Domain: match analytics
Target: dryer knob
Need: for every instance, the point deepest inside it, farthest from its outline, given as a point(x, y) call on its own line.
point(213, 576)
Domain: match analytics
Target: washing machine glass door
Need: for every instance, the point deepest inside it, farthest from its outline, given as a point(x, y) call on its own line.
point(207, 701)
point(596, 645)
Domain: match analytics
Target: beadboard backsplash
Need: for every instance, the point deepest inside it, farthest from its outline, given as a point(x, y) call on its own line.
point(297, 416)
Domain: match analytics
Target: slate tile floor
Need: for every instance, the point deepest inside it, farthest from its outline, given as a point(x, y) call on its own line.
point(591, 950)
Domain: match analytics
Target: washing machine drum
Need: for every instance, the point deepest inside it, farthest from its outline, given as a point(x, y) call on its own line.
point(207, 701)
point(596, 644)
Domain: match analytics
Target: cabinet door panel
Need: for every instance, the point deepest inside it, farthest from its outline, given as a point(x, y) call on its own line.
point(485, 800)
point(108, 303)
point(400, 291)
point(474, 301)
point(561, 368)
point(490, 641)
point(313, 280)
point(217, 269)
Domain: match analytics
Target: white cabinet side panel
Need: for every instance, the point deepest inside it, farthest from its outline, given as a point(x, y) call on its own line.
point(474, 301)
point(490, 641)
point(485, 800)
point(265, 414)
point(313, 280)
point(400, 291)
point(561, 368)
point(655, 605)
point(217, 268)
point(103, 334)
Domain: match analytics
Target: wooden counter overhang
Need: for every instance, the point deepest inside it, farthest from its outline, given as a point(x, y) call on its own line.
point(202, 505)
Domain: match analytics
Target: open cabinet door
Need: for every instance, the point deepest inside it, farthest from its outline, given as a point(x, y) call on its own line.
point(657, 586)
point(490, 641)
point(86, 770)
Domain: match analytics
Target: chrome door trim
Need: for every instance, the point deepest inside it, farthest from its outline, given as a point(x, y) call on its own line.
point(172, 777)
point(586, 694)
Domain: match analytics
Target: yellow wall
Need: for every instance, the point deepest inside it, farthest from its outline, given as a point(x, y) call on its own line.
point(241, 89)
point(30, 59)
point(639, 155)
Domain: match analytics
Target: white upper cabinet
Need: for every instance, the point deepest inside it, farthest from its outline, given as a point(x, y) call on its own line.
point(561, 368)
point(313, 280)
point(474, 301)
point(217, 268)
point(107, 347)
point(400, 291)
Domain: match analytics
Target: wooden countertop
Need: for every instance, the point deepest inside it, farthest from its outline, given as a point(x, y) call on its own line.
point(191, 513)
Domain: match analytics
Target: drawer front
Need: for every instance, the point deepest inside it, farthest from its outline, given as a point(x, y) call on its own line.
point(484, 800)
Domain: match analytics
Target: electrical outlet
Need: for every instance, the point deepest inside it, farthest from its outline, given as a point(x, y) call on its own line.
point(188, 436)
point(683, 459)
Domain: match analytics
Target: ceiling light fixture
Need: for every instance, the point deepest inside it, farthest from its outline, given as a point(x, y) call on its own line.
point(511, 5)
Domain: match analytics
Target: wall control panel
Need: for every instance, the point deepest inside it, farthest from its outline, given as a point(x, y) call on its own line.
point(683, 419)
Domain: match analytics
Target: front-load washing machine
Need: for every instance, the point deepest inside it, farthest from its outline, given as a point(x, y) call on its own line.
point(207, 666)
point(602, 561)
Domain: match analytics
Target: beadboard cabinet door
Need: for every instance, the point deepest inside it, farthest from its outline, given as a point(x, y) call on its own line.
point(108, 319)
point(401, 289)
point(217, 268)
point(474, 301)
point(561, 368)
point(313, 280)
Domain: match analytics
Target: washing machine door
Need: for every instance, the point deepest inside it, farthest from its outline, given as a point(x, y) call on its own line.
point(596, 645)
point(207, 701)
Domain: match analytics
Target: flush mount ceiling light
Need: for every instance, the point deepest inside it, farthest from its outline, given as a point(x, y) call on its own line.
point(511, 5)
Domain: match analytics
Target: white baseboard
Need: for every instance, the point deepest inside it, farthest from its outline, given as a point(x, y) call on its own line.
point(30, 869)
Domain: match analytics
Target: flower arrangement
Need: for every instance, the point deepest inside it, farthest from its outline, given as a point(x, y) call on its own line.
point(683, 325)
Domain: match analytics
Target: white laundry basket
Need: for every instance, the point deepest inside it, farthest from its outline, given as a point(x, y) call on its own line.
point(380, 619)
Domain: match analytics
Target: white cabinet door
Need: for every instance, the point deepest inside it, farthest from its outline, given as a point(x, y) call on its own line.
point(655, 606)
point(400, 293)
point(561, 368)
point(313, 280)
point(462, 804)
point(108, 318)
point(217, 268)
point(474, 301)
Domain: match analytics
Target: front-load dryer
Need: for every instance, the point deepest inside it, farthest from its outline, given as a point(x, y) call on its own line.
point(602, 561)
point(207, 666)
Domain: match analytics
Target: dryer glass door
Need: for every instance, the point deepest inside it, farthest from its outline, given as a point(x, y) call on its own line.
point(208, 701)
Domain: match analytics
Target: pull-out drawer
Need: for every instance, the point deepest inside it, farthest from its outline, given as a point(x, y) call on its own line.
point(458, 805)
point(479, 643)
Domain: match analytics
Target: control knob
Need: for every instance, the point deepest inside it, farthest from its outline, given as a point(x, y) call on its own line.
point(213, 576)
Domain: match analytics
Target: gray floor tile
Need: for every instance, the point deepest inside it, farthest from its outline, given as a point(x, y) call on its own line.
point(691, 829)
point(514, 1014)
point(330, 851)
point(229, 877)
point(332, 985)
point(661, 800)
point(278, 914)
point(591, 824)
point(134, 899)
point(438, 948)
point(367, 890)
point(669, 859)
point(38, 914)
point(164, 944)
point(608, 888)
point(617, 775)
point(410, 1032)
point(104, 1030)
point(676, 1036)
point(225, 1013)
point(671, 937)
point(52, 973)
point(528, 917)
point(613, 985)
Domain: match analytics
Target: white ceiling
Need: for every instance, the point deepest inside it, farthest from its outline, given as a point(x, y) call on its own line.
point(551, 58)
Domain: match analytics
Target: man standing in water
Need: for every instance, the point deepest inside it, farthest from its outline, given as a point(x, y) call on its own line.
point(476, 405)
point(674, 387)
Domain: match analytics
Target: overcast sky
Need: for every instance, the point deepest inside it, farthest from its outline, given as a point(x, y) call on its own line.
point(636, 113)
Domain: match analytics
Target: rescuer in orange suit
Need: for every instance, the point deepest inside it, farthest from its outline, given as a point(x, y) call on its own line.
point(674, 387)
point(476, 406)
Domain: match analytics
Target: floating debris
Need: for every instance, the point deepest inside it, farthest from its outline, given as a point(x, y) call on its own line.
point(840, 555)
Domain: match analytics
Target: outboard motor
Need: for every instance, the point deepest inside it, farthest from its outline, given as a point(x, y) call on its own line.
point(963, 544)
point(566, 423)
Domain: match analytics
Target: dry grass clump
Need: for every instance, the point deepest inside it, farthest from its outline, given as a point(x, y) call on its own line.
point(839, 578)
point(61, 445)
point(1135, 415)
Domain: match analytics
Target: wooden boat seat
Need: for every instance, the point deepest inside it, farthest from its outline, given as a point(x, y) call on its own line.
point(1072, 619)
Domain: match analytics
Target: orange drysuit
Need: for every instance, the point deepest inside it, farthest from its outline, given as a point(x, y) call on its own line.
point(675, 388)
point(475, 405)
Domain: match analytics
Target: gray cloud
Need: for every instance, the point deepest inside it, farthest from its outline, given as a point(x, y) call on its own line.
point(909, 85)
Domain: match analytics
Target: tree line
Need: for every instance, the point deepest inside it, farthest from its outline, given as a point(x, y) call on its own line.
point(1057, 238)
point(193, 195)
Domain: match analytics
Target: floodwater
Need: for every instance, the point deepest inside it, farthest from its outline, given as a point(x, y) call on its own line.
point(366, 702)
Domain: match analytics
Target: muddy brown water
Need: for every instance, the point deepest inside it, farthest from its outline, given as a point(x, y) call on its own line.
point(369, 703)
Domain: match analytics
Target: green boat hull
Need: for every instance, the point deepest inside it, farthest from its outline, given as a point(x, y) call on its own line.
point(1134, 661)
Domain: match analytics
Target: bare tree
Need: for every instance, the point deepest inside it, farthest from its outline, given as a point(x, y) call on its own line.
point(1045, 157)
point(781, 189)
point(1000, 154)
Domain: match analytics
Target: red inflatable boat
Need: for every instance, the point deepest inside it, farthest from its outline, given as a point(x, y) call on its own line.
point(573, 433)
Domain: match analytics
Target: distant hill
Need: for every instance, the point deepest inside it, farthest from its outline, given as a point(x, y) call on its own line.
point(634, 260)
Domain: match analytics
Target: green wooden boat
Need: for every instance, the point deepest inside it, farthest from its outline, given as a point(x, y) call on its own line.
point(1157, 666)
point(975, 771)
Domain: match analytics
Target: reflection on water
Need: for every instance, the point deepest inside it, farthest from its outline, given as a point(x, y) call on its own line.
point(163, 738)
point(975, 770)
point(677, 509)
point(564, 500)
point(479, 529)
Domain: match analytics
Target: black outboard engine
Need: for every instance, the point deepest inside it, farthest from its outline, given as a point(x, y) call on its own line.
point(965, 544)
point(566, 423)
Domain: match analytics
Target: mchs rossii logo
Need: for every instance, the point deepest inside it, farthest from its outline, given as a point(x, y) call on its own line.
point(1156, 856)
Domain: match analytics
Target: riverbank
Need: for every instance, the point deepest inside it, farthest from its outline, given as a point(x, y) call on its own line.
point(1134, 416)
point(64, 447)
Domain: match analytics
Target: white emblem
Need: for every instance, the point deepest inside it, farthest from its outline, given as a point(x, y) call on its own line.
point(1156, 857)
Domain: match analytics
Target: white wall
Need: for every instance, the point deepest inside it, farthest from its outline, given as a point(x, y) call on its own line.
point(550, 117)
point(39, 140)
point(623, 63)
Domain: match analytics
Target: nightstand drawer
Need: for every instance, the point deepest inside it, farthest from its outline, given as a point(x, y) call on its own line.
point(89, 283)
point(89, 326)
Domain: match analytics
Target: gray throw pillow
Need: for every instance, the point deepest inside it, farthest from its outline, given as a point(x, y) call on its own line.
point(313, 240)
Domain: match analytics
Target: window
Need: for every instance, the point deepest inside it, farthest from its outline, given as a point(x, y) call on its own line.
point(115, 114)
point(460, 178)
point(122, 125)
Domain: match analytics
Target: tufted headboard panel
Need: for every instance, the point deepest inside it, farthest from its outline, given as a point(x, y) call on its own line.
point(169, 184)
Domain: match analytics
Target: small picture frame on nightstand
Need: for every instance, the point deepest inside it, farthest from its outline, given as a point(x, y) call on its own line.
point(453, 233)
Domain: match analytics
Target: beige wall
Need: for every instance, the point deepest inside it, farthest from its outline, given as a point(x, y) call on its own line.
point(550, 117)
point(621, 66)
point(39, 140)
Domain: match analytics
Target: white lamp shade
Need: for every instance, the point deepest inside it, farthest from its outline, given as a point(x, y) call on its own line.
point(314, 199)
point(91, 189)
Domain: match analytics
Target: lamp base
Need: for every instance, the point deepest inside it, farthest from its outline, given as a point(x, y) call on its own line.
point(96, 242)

****************************************

§ **Short problem**:
Pull out each line from the rows above that contains the word "nightstand", and list those lines unchanged.

§ **Result**:
Target: nightstand drawer
Target: small picture frame on nightstand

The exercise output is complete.